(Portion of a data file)
____________
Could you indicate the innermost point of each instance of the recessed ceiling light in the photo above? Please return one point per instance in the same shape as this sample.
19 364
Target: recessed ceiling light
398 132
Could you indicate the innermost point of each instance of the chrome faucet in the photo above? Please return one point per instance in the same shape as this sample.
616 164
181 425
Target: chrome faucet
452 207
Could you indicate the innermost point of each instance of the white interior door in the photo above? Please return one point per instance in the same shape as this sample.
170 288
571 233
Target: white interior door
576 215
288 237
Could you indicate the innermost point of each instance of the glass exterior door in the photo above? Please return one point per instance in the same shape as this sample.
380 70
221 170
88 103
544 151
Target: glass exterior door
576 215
____________
## [THE TASK]
Copy out every line of the listing above word for word, changing nothing.

## [ANSWER TO THIS TASK]
Could you indicate the innermost point of each instance of the recessed ceiling light in the photo above? Please return one point per instance in the same shape as this sample.
19 364
Target: recessed ceiling light
398 132
Could you indicate the innermost point of each instance of the chrome faucet in the photo above? Please return one point per instance in the same shape as this sample.
616 164
181 425
Target: chrome faucet
452 207
Could you indicate the innermost point of each instance of the white interior door in the photo above? Please return one point per instance in the same shape as this sample.
170 288
571 233
Target: white interior door
576 215
288 237
Could you indicate the innermost point of each instance of the glass exterior door in the photo above? Please return one point per instance in the same shape as this sample.
380 70
221 170
88 103
544 151
Target: glass exterior door
576 215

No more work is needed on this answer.